• Directions: Copy out every line of the records below, word for word.

[A run of records]
────────────────────
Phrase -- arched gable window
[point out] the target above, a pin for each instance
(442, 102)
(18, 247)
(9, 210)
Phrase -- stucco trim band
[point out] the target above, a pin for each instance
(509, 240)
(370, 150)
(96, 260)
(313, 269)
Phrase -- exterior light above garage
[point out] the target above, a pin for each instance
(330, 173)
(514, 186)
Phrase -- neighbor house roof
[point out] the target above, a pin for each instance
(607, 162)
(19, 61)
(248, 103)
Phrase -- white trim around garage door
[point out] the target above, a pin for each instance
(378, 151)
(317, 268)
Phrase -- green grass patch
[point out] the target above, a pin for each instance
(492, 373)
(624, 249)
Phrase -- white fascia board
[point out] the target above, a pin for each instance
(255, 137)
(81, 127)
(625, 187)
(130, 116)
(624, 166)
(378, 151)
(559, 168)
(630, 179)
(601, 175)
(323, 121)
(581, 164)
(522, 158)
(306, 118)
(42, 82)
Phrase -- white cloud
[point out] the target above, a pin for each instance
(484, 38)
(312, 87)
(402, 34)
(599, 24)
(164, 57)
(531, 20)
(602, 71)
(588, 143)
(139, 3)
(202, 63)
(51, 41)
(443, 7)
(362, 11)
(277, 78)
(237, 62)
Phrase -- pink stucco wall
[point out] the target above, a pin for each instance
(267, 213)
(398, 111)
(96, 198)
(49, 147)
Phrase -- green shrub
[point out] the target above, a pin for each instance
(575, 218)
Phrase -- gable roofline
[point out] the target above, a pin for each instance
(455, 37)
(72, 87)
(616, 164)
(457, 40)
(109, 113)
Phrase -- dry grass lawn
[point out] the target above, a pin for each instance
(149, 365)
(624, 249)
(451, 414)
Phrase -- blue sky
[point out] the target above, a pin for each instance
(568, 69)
────────────────────
• Task result:
Phrase -- arched gable window
[point out] the target above, a pin for each instance
(442, 102)
(18, 247)
(9, 210)
Phrase -- stucco trim band
[point out] the target above, a pin for each instance
(509, 240)
(370, 150)
(96, 260)
(313, 269)
Phrase -- exterior light above garage
[point out] the target above, a pin for each instance
(330, 173)
(514, 186)
Phrase -- neighbor house roof
[point out] the target above, a pin for each instance
(607, 162)
(19, 61)
(248, 103)
Phrase -- white trim around garage door
[point out] the target above, a pin for each instance
(378, 151)
(317, 268)
Phrase -- green grass patch
[point out] the target above, a pin for each instance
(492, 373)
(624, 249)
Phrase -- white fascia board
[point out] the target above, a pin for each instance
(255, 137)
(81, 127)
(625, 187)
(130, 116)
(624, 166)
(378, 151)
(559, 168)
(630, 179)
(601, 175)
(323, 121)
(581, 164)
(522, 158)
(306, 118)
(42, 82)
Phrase -- white cloud
[point out] the target above, a pin for each instance
(484, 38)
(312, 87)
(402, 34)
(599, 24)
(164, 57)
(531, 20)
(602, 71)
(588, 143)
(139, 3)
(202, 63)
(51, 41)
(443, 7)
(362, 11)
(277, 78)
(237, 62)
Phrase -- pink stucco wall
[point out] the target above, a pin for each instance
(267, 213)
(398, 111)
(96, 198)
(49, 147)
Phrase -- green shrub
[point out] the target above, a pin for each instance
(575, 218)
Phrase -- gable roofline
[point out] the target above, a pin for each instance
(455, 37)
(72, 87)
(616, 164)
(457, 40)
(109, 113)
Phrase -- dry grass lawn
[point out] the target above, a pin for each instance
(149, 365)
(624, 249)
(451, 414)
Phrase -- blue sky
[point out] the target above, a pin for each instance
(568, 69)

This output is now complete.